== Excerpt to read

As president of South Africa since 2018, Cyril Ramaphosa has dutifully delivered his annual address before Parliament, outlining government priorities in the year ahead.
None have been like this one, though, he said late Thursday, speaking to a thinned-out, well-spaced crowd of masked lawmakers in Cape Town. Before speaking, he led the assembly in a moment of silence for the more than 47,000 people who have been killed by the virus since it landed in South Africa last year.
Then, with hope and determination threaded through every sentence, he spoke.
“This is no ordinary year, and this is no ordinary State of the Nation address," Ramaphosa said. "I will therefore focus this evening on the foremost, overriding priorities of 2021. They are not many, but they are focused.
"First, we must defeat the coronavirus pandemic. That is primary in everything we have to do as a nation. And second, we must accelerate our economic recovery," the president said.
"Third, we must implement economic reforms to create sustainable jobs and drive inclusive growth.
"And finally, and not leaving other things aside, but these are the key ones, finally we must fight corruption and strengthen the state that has been weakened.”
Even without the pandemic, that is an ambitious list. However, on Thursday, Ramaphosa revealed some encouraging progress on his top priority: the government has secured 9 million doses of the Johnson & Johnson vaccine. The first batch of 80,000 doses will arrive in South Africa next week, he said, with another 420,000 doses due in the next month.
Additionally, he said, the government has secured 12 million vaccine doses through the global COVAX facility, and pharmaceutical giant Pfizer has committed 20 million doses of its vaccine. The government aims to vaccinate 40 million people — about 67% of the population — by the end of the year.
That encouraging news follows the disappointing revelation from earlier this week, in which the nation’s top health experts revealed that the recently arrived shipment of one million doses of the AstraZeneca vaccine showed disappointing results against the highly contagious variant that is prevalent in South Africa. That realization meant that officials put the mass vaccination program — the largest in Africa, so far — on hold before it was to begin.

====

■ List of tasks ■
- a) Can you condense the paragraph beginning "Additionally, he said" from the article on Ramaphosa's address into a shorter version that keeps its main facts?
- b) Would you carry on the article about Ramaphosa's address from where it stops?

== Data to examine

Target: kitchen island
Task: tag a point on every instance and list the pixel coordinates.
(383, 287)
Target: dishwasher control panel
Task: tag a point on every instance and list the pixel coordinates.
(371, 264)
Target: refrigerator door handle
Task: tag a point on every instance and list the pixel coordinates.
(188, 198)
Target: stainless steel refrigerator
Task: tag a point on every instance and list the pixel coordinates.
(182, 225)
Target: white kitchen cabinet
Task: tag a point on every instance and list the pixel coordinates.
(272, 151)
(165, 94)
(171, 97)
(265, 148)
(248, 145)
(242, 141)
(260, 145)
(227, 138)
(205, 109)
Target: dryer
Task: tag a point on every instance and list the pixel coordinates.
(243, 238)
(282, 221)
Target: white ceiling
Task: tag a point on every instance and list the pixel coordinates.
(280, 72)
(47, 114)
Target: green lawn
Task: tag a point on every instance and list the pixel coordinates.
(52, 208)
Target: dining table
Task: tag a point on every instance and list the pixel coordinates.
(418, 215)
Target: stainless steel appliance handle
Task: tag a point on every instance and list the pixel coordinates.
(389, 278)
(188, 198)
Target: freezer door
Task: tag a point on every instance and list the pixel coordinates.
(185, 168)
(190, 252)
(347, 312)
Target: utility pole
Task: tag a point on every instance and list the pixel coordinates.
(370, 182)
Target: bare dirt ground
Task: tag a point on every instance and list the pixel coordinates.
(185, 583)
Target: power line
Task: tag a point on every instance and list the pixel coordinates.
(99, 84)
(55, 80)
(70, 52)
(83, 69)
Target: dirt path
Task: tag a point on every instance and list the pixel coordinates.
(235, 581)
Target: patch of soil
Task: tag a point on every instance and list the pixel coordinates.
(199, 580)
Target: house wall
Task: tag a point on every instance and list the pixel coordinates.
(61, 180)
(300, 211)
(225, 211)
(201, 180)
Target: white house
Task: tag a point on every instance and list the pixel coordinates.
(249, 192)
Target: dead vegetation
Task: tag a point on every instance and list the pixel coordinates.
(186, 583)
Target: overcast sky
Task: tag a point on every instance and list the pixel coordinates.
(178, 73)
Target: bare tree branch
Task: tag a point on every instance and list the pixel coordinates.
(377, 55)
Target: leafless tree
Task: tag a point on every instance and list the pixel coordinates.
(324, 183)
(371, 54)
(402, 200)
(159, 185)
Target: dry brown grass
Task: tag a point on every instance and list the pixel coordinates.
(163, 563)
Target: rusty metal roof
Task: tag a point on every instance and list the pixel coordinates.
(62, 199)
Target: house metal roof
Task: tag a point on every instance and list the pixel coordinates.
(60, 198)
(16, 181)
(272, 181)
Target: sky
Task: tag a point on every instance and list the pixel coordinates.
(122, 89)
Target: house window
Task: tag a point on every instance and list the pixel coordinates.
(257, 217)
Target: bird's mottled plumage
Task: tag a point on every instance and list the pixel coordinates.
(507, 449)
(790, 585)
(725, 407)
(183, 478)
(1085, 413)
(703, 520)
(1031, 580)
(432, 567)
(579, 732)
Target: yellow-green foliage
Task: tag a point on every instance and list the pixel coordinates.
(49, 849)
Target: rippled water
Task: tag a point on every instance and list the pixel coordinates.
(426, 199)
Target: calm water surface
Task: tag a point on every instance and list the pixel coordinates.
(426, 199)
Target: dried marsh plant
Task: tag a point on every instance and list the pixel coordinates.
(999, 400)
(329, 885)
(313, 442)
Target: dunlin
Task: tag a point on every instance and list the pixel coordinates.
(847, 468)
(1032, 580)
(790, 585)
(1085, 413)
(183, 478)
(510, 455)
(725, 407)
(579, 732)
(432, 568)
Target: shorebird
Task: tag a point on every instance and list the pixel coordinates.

====

■ Answers to the problems ■
- a) Ramaphosa said the government has secured 12 million vaccine doses through COVAX and a commitment of 20 million from Pfizer. It aims to vaccinate 40 million people, about 67% of the population, by year's end.

- b)
South Africa will not use its stockpile of 1 million vaccines, and will instead consider trading it to countries unaffected by the variant that makes up the bulk of South Africa’s new infections.
Ramaphosa also laid out a series of government initiatives to resuscitate the economy, which is 6% smaller than it was a year ago. South Africa’s formal unemployment rate now stands at an unprecedented 30.8%.
And, he assured his beleaguered nation, which has been the continent’s viral epicenter, that just like the iconic fynbos shrub — which requires fire to thrive — South Africa will get through the firestorm and thrive.
“In counting the great cost to our society over the past year, we may be tempted to lose faith. But we can get through this, because we are a nation that never gives up. We are a nation that is never defeated," Ramaphosa said.
"We are a nation of heroes right across the country. I am referring not to the glorious lineage of struggle icons, but to the everyday heroes that walk among us, who work hard every day to put food on the table, to keep the company running, and to give support, help and care to our people. It is your resilience that will help this country recover. "
Ramaphosa ended by invoking the hopeful words of the man many South Africans consider the father of the nation, Nelson Mandela. On his release from prison 31 years ago, Mandela, who was elected the nation’s first Black president, exhorted his people to continue their lengthy, painful struggle against injustice and inequality.
The president applied that to the modern day, saying, “To relax our efforts now would be a mistake which generations to come will not be able to forgive.”